**REQUEST**
Copy the listing word for word, starting at its first line and ending with the line that contains "box: [405, 0, 439, 73]", including both of those lines.

**PROVIDED INFORMATION**
*** Block opens ***
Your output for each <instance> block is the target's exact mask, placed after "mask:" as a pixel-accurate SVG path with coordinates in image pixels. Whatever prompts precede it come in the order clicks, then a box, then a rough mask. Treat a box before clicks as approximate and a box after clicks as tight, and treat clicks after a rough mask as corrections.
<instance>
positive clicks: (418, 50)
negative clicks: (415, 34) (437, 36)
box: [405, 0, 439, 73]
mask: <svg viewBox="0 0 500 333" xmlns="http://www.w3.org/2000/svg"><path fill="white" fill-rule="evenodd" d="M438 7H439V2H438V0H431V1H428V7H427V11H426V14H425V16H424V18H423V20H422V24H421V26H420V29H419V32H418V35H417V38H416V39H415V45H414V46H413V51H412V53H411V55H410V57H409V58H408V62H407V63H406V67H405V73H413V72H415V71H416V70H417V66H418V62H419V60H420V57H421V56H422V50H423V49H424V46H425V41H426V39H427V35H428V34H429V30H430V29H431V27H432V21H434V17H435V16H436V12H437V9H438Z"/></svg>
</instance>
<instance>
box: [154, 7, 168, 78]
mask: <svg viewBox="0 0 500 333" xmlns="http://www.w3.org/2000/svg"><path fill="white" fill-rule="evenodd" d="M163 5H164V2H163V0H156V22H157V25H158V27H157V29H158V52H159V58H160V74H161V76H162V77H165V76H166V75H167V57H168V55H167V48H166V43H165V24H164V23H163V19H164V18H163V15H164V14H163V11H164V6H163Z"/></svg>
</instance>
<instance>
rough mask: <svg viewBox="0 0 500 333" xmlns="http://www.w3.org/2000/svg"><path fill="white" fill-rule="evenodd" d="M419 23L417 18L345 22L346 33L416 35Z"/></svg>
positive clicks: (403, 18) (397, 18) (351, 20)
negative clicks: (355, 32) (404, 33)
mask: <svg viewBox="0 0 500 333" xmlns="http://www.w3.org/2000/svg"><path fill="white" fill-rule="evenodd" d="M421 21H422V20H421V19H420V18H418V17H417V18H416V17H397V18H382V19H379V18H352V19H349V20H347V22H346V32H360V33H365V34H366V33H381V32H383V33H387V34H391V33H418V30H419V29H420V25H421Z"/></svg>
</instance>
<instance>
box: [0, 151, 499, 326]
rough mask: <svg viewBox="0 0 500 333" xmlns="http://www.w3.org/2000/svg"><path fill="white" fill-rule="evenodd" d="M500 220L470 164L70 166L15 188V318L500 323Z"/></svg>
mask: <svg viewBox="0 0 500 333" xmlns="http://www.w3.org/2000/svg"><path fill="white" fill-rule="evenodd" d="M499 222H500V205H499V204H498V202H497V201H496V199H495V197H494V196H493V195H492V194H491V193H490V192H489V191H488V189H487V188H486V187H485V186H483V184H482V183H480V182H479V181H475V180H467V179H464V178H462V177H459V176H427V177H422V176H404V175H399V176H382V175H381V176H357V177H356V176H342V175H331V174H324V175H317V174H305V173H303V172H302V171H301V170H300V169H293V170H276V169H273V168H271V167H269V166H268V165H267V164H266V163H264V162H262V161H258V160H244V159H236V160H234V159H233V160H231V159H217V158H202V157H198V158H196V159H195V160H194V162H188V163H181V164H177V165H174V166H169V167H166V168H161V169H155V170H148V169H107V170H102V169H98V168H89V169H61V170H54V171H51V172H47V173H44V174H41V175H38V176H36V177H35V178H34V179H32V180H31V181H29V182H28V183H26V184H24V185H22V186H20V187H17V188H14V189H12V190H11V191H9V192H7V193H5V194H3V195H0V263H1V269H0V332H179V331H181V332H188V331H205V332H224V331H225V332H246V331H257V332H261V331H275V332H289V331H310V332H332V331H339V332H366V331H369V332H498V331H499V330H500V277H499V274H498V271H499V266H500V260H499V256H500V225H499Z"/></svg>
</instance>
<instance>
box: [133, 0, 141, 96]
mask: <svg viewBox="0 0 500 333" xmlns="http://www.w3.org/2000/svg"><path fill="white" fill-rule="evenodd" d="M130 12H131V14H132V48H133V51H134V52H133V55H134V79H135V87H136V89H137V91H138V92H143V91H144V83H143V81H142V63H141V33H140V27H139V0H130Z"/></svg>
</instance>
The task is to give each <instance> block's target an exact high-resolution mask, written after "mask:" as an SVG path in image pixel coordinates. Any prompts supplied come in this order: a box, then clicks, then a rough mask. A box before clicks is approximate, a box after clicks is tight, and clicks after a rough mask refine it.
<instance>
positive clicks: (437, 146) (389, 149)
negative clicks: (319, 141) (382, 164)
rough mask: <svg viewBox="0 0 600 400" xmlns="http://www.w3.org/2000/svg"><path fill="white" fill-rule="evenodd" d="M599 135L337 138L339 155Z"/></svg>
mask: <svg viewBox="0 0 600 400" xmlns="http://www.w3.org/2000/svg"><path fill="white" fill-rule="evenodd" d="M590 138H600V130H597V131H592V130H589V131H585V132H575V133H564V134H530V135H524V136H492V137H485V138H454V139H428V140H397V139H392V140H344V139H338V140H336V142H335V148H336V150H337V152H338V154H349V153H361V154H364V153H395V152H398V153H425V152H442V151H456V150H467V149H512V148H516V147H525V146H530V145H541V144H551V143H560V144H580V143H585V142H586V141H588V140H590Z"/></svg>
*** Block closes ***
**THE ANSWER**
Your output for each <instance> block is the target's exact mask, placed after "mask:" as a pixel-accurate SVG path with coordinates in image pixels. Whatever prompts precede it come in the order clicks, then a box, then a rough mask. Treat a box before clicks as approximate and a box after clicks as tight, and treat clicks after a rough mask as corrections.
<instance>
positive clicks: (418, 50)
negative clicks: (415, 34) (437, 36)
box: [405, 0, 439, 73]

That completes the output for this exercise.